FRAGMENT VAN PAGINA |
- - - -
De sanctie voor de niet-naleving van bovenstaande regel (hoofdsom plus maximum 50% interesten en geen andere accessoria) is (opnieuw) de nietigheid van de borgtochtovereenkomst. We kunnen ons afvragen of een vermindering van rechtswege tot het wettelijk bepaalde maximum geen betere sanctie is, waarbij de belangen van alle partijen evenwichtiger worden behandeld [48].
13.De verplichting tot vermelding van het maximumbedrag van de borgtocht kan onmiddellijk in verband gebracht worden met het verbod om zich borg te stellen voor verbintenissen die disproportioneel zijn met het vermogen van de borg. Cruciaal element binnen de nieuwe regelgeving is immers het verbod op straffe van nietigheid om een borgtochtovereenkomst af te sluiten waarvan het bedrag kennelijk [49] niet in verhouding is tot de terugbetalingsmogelijkheden van de borg, waarbij deze mogelijkheid beoordeeld moet worden in het licht van de roerende en onroerende goederen en inkomsten van deze laatste.
De beoordeling van het kennelijk onevenwicht moet zich situeren op het ogenblik van de totstandkoming van de borgtochtovereenkomst. Indien de borg op het ogenblik dat hij wordt aangesproken wel in staat zou zijn om zijn verbintenis na te komen, kan dit niet in rekening worden gebracht [50]. Een kennelijk onevenwicht bij de totstandkoming van de borgtochtovereenkomst volstaat en zal de borgverbintenis doen verdwijnen. De sanctie voor de niet-naleving van dit verbod is de relatieve nietigheid [51]. Er is geen bijzondere termijn voorzien waarbinnen de borg de nietigheid moet vragen.
Om te vermijden dat de borgtochtovereenkomst nietig wordt verklaard, zal de schuldeiser zich dus op voorhand moeten informeren over de roerende en onroerende goederen en inkomsten van de potentiële borg [52].
14.De inhoudelijke beperkingen qua duur en omvang zijn niet alleen gericht op het informeren van de borg, maar zouden volgens de wetgever tevens een verbod inzake de alle-sommen-borgtocht inhouden [53]. Dit wordt tevens bevestigd door sommige auteurs [54]. Technisch gezien is de beperking in duur en omvang echter geen beletsel voor een alle-sommen-borgtocht [55]. Een alle-sommen-borgtocht bestaat immers in een borgstelling voor alle bestaande en toekomstige schulden die ontstaan binnen de zakenrelatie tussen de schuldeiser en de hoofdschuldenaar. Wanneer de borgtochtovereenkomst een bepaald maximumbedrag en een termijn bevat, is het nog steeds mogelijk dat de borg binnen deze contractueel bepaalde grenzen instaat voor alle bestaande en toekomstige schulden die zullen voortvloeien uit de zakenrelatie.
Tot slot moet erop gewezen worden dat de verplichte inhoud van de afzonderlijke borgtochtovereenkomst verder aangevuld kan worden bij koninklijk besluit [56].
- - - -
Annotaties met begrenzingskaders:
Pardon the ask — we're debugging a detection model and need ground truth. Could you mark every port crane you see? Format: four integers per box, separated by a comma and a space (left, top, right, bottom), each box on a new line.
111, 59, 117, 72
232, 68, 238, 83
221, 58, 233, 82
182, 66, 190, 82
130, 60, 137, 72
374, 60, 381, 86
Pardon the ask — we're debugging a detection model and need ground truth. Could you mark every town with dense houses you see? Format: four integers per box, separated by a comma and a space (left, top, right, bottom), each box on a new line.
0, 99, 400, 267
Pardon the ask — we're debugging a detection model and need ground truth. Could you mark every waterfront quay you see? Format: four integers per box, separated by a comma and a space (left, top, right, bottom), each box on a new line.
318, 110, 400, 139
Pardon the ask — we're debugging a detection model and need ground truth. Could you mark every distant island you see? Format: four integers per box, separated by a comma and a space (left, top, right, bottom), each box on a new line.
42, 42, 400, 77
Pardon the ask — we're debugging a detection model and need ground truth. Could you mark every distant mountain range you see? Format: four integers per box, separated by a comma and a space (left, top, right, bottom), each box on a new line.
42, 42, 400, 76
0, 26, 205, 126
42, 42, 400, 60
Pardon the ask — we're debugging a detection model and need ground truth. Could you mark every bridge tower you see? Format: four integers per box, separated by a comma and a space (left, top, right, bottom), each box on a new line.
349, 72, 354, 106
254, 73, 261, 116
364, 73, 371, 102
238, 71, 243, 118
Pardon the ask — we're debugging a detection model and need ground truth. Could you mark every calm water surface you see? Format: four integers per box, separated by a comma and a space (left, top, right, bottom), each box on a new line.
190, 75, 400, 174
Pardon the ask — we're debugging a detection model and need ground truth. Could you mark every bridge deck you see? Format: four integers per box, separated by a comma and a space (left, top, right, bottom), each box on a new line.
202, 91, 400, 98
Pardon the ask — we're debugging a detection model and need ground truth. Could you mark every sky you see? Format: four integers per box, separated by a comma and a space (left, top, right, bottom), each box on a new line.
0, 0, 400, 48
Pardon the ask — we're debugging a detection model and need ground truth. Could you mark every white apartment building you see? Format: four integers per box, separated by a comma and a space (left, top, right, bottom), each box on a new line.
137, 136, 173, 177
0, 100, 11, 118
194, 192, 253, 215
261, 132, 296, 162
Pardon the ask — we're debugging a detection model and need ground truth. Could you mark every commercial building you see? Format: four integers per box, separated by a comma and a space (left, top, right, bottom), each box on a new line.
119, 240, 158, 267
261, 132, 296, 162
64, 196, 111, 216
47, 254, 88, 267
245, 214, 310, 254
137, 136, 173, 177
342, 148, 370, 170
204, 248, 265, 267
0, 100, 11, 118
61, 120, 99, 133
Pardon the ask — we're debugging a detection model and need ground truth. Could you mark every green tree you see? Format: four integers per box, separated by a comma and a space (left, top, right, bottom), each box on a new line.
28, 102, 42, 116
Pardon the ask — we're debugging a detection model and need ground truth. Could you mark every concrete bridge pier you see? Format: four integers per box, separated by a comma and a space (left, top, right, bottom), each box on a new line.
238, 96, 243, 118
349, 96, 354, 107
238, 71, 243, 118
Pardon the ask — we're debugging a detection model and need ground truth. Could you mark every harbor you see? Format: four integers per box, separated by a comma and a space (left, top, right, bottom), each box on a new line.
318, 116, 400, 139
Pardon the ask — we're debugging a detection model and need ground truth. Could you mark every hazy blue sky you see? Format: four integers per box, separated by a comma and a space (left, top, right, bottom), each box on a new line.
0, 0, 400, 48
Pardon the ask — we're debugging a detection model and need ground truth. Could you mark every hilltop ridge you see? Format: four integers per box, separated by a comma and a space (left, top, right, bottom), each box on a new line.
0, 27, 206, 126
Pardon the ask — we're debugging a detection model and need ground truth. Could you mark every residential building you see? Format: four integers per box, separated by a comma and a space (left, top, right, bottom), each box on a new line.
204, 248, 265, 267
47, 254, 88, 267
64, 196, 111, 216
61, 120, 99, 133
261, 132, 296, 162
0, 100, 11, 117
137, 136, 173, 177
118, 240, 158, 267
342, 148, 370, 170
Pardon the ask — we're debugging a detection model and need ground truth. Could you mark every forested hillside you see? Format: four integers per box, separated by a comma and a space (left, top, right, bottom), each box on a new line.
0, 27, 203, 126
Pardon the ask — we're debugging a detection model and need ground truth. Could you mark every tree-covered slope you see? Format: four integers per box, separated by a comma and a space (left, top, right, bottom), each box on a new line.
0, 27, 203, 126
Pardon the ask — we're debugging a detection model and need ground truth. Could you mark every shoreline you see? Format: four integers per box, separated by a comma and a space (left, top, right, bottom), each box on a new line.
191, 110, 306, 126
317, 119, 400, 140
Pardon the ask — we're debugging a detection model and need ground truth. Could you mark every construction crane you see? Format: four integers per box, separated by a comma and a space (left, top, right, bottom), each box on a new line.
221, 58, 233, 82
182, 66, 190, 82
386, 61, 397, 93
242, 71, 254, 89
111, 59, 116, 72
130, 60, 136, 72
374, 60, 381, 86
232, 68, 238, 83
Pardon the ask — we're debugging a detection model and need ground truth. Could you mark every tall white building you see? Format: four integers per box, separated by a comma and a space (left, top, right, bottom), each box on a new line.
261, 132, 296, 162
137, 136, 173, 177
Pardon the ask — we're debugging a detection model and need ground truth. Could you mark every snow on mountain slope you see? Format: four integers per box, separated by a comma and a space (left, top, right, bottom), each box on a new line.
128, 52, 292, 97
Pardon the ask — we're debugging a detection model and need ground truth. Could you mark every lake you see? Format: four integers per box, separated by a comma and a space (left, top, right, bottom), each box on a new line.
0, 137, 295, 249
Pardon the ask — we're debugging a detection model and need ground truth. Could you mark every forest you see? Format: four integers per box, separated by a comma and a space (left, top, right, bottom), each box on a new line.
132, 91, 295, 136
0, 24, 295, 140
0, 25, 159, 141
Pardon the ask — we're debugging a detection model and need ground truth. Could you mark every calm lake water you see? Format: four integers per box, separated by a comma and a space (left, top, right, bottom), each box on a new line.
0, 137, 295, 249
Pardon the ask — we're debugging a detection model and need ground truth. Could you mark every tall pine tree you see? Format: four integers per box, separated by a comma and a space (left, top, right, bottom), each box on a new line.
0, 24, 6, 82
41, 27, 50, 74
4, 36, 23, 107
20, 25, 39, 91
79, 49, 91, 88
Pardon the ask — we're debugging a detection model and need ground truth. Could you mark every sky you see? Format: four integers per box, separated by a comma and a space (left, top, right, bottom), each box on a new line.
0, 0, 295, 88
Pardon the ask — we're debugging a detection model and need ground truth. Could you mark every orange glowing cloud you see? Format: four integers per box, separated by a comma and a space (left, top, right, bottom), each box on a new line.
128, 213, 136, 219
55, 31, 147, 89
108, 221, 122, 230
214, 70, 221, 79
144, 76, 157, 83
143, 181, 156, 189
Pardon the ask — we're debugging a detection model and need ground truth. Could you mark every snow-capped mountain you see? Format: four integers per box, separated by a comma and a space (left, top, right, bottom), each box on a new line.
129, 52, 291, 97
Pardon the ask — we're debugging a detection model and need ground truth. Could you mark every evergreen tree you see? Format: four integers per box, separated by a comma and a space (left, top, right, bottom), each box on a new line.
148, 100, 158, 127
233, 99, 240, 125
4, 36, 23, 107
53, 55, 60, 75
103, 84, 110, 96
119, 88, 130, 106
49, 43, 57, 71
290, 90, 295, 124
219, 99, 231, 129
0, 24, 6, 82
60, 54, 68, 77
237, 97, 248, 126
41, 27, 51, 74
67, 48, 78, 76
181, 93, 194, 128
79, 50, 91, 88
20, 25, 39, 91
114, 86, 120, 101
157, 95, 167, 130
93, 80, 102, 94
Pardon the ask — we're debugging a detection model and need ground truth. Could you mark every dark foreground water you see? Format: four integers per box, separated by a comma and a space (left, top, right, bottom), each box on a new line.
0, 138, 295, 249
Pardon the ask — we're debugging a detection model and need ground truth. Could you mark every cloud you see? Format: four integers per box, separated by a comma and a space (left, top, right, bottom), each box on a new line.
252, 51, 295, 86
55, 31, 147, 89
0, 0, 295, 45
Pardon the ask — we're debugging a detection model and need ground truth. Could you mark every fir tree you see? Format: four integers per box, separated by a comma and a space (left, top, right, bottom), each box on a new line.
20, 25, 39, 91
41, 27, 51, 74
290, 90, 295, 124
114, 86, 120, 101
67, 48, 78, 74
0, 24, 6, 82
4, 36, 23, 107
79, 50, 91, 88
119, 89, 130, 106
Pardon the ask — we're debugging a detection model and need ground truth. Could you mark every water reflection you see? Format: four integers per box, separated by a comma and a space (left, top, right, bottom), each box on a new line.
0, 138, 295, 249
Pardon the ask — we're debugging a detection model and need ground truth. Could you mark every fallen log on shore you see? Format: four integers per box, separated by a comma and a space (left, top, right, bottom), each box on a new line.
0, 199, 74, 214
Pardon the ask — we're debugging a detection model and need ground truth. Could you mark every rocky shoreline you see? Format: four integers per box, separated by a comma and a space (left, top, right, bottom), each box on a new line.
- - - -
TAKEN EN OEFENINGEN |
[A] Wat is volgens de tekst over de borgtocht de sanctie als het verbod op een borgtochtovereenkomst met een kennelijk onevenwicht niet wordt nageleefd?
[B] Typ uit de tekst over de borgtocht precies over wat er staat vanaf "De beoordeling van" tot en met "nietigheid moet vragen.".
Deze records hebben niets te maken met de tekst over de borgtocht.

UITGEWERKTE OPLOSSINGEN |
[A] De relatieve nietigheid.

[B]
De beoordeling van het kennelijk onevenwicht moet zich situeren op het ogenblik van de totstandkoming van de borgtochtovereenkomst. Indien de borg op het ogenblik dat hij wordt aangesproken wel in staat zou zijn om zijn verbintenis na te komen, kan dit niet in rekening worden gebracht [50]. Een kennelijk onevenwicht bij de totstandkoming van de borgtochtovereenkomst volstaat en zal de borgverbintenis doen verdwijnen. De sanctie voor de niet-naleving van dit verbod is de relatieve nietigheid [51]. Er is geen bijzondere termijn voorzien waarbinnen de borg de nietigheid moet vragen.